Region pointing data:
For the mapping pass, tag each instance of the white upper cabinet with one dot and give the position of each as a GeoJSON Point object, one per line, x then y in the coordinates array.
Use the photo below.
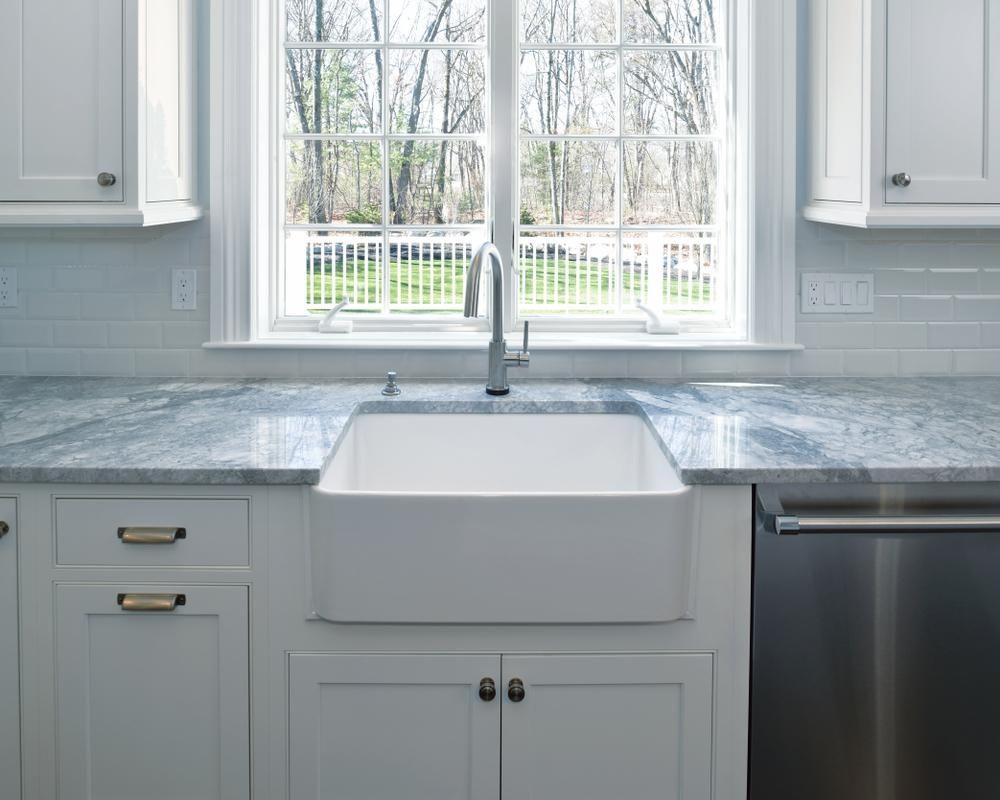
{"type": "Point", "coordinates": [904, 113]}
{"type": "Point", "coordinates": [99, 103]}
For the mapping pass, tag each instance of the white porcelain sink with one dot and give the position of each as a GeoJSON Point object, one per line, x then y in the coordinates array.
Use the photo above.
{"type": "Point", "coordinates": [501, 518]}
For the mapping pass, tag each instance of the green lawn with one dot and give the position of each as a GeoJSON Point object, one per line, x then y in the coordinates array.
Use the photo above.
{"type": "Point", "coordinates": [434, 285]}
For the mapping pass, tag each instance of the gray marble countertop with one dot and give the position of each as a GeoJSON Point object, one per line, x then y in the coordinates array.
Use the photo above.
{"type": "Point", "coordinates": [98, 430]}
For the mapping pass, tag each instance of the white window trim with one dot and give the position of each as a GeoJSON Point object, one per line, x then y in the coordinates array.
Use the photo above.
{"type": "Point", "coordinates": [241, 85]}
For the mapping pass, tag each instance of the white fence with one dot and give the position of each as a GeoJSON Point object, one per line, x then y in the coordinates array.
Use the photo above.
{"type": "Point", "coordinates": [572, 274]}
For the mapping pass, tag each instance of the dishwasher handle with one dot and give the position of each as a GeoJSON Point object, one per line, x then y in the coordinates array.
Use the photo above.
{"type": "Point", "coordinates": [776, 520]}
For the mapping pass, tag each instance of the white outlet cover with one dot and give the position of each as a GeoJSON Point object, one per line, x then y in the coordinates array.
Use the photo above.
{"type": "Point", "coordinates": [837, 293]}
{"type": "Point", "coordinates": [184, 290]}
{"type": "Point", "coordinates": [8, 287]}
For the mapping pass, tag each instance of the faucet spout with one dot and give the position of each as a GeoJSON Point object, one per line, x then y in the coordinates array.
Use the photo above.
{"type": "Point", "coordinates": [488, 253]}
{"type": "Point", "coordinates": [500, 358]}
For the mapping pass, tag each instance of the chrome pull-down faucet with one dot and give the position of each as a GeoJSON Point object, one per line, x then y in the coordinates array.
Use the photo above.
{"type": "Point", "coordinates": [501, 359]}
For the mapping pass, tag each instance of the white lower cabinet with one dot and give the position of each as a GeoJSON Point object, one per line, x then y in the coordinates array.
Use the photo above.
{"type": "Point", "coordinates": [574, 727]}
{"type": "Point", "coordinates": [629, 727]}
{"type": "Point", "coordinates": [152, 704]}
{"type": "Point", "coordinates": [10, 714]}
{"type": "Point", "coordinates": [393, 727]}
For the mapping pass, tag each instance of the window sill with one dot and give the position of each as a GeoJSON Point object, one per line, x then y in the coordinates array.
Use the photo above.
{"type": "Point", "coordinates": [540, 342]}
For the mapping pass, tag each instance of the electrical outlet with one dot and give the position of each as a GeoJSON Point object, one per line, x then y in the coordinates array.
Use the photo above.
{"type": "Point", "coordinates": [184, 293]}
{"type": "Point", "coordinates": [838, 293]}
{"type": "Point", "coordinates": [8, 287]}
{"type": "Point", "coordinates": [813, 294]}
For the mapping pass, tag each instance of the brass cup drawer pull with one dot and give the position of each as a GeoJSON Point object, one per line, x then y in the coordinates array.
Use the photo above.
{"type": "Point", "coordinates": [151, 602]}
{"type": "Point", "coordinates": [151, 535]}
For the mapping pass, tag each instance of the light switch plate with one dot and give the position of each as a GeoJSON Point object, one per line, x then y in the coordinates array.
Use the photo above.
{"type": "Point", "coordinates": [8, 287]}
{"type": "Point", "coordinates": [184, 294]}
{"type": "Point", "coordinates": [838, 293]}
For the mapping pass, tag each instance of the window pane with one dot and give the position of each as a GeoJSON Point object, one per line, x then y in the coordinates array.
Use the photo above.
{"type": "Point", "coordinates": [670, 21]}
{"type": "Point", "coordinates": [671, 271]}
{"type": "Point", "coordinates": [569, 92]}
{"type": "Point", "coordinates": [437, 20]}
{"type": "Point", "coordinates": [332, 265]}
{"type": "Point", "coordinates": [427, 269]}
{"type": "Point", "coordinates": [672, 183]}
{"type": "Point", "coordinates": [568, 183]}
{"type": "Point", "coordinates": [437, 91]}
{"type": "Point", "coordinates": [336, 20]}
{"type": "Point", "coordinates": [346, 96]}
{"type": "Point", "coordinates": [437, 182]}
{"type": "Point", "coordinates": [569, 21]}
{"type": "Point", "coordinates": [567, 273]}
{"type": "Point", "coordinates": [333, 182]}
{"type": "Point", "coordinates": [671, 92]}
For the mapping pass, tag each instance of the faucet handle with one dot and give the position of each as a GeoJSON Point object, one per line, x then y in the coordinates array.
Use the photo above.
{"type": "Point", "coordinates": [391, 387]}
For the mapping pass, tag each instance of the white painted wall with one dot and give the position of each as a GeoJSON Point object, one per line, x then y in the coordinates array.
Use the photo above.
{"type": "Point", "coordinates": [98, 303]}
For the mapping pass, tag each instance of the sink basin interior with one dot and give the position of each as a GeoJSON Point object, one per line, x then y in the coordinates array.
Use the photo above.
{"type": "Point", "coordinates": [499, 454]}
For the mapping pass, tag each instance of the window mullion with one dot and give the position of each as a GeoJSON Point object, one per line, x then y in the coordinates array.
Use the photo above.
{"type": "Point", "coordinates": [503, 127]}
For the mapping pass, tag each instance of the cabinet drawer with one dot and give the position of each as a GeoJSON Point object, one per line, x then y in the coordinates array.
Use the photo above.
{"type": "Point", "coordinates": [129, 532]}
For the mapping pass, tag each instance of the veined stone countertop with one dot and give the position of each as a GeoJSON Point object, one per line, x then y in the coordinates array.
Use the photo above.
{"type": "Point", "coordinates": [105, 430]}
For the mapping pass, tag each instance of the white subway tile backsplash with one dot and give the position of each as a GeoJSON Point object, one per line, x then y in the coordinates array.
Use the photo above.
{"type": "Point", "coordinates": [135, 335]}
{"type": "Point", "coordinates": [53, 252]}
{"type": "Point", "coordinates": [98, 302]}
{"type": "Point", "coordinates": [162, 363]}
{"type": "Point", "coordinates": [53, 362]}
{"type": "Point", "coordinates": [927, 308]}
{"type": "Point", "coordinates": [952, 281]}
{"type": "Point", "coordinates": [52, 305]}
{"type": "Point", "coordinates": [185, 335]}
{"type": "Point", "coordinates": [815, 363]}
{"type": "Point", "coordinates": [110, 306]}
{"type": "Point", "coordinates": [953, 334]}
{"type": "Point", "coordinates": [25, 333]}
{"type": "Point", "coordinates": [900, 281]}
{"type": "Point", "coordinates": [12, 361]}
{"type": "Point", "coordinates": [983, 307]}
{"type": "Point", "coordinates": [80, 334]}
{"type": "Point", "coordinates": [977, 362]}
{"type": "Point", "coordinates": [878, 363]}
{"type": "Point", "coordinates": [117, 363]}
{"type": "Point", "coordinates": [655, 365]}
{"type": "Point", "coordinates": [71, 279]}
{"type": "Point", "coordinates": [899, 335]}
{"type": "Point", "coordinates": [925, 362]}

• _Work required_
Take the records above from their first line through the line with "For the mapping pass, tag each instance of the white porcelain" and set those lines down word for word, minus the pictures.

• _The answer_
For the mapping pass, tag each instance of the white upper cabinet with one dot and give the position of each as a GeoJSON Point object, one per line, x then y in the coordinates array.
Use the photo below.
{"type": "Point", "coordinates": [904, 113]}
{"type": "Point", "coordinates": [99, 103]}
For the mapping pass, tag each instance of the white porcelain sink with one dot and give the position of each as a GeoJSON Point object, one per line, x then y in the coordinates array.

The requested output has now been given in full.